_To do_
Each line below that holds the word "shrub" counts once; state the total number of such lines and nothing else.

_Data provided_
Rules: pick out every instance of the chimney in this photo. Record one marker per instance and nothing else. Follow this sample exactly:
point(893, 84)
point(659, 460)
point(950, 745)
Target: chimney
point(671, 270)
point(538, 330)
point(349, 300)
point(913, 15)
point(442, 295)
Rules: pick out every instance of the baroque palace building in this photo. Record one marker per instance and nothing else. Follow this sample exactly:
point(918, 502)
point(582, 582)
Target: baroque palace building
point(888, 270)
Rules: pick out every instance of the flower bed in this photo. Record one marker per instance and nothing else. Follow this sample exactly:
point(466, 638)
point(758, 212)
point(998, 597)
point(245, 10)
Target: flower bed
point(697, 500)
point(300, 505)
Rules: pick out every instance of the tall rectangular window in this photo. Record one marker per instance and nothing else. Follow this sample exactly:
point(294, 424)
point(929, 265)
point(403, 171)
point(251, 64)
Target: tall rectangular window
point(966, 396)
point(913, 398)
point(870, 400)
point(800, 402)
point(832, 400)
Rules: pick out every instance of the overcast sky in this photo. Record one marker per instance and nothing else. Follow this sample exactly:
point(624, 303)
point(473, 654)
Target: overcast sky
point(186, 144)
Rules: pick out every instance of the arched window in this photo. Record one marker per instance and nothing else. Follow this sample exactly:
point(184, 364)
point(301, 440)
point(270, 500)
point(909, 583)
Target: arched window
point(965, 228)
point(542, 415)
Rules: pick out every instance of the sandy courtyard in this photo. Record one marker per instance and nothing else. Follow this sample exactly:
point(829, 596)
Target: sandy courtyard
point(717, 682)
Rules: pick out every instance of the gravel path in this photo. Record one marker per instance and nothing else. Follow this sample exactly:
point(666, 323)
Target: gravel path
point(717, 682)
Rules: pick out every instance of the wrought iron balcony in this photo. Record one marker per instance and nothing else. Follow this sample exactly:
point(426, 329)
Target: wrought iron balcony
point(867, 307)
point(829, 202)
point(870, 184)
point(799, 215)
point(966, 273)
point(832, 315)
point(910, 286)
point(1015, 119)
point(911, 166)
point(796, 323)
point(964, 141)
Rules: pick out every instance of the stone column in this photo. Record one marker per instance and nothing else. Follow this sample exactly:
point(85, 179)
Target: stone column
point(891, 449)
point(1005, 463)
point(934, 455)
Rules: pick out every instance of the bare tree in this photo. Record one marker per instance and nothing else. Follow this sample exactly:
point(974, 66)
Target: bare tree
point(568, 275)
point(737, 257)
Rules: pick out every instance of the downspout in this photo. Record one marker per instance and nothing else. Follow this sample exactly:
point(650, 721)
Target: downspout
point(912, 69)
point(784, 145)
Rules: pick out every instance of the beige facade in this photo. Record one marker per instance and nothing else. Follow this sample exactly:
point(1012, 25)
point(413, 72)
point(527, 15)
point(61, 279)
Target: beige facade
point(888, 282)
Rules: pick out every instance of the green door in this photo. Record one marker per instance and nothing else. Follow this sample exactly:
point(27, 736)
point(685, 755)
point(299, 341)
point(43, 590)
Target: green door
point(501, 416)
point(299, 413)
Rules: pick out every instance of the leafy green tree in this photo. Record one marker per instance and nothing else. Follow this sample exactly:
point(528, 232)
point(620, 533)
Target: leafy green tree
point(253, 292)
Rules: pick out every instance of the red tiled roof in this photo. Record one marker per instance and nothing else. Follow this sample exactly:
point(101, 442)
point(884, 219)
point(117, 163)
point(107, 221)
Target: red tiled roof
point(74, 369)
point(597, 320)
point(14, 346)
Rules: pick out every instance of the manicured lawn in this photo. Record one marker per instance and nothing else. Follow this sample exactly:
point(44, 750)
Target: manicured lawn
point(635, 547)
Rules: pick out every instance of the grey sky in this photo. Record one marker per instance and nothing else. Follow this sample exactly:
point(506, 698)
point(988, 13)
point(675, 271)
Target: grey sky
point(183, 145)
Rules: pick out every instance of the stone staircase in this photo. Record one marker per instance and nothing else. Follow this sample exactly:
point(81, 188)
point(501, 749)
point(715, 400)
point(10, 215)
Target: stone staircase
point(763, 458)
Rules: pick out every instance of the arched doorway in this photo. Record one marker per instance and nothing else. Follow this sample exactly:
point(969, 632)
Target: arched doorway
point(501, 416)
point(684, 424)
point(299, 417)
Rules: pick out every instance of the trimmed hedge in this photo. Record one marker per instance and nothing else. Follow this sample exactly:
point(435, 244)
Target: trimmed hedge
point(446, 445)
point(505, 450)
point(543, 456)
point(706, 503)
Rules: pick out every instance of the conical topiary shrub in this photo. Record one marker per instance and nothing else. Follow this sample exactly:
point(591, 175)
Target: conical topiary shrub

_Worked solution_
2